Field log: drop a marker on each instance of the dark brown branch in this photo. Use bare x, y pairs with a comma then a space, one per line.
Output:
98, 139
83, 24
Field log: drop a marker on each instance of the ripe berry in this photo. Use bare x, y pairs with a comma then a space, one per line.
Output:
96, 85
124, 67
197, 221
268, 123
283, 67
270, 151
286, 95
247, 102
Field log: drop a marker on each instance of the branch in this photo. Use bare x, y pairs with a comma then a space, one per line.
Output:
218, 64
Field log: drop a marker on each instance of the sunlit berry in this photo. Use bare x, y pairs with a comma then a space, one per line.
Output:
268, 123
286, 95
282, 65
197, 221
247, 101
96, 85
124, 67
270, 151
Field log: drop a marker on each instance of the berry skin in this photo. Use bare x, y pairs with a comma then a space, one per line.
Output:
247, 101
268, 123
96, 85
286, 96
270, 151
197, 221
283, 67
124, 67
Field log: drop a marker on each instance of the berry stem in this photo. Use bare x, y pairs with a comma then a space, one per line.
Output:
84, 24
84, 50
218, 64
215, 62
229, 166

* * *

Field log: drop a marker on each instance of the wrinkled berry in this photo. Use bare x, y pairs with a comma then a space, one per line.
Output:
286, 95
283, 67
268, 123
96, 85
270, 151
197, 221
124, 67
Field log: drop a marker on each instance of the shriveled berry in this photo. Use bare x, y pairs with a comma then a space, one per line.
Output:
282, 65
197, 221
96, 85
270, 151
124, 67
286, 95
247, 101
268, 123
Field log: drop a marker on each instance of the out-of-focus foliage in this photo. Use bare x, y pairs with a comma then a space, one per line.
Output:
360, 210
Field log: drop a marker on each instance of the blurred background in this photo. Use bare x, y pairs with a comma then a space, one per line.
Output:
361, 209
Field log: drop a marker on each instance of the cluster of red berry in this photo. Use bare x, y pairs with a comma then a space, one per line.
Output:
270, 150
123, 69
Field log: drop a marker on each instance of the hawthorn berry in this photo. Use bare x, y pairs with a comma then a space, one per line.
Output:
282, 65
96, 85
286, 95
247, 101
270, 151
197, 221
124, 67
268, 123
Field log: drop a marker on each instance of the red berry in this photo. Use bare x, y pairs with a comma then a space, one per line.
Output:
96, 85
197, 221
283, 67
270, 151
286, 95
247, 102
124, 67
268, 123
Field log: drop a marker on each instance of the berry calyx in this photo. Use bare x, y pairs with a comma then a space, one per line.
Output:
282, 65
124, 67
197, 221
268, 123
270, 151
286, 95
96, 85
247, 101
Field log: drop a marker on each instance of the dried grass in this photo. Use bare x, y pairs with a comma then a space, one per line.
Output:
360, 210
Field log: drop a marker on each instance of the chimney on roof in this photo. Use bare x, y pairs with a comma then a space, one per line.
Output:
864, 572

==

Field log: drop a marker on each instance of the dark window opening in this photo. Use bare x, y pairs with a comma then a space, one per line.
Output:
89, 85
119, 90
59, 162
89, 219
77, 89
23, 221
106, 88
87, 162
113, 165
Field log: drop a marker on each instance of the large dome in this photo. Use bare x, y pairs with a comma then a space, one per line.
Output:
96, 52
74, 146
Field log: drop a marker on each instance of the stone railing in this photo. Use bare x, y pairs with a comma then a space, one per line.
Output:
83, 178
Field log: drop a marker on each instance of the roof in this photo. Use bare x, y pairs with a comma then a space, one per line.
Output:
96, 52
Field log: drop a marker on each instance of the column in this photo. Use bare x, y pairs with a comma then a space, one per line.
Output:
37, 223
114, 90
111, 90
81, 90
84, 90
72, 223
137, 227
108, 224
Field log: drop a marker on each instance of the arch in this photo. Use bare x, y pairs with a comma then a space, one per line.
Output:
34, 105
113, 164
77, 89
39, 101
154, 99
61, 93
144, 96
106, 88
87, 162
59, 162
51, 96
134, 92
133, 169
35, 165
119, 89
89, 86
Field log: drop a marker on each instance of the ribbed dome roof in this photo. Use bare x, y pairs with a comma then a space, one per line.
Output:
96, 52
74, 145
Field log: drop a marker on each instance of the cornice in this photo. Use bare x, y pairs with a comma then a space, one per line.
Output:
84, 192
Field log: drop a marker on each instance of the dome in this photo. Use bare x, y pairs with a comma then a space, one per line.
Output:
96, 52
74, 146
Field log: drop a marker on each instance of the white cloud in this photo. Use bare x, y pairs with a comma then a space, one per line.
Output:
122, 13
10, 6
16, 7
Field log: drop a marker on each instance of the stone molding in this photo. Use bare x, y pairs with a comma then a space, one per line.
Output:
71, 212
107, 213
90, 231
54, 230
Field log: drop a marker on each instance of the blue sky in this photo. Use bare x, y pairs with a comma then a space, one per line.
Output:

--- The problem ---
Report each line in the entries above that contains the string "stone", copying every such line in full.

--- Output below ---
Field log: drop a marker on each instance of the stone railing in this photo. Use bare x, y pairs with a comma then a space, one per line.
Field log: drop a marker on each instance of the stone molding in this photo. Use bare x, y pairs with a comma then a space, one per line.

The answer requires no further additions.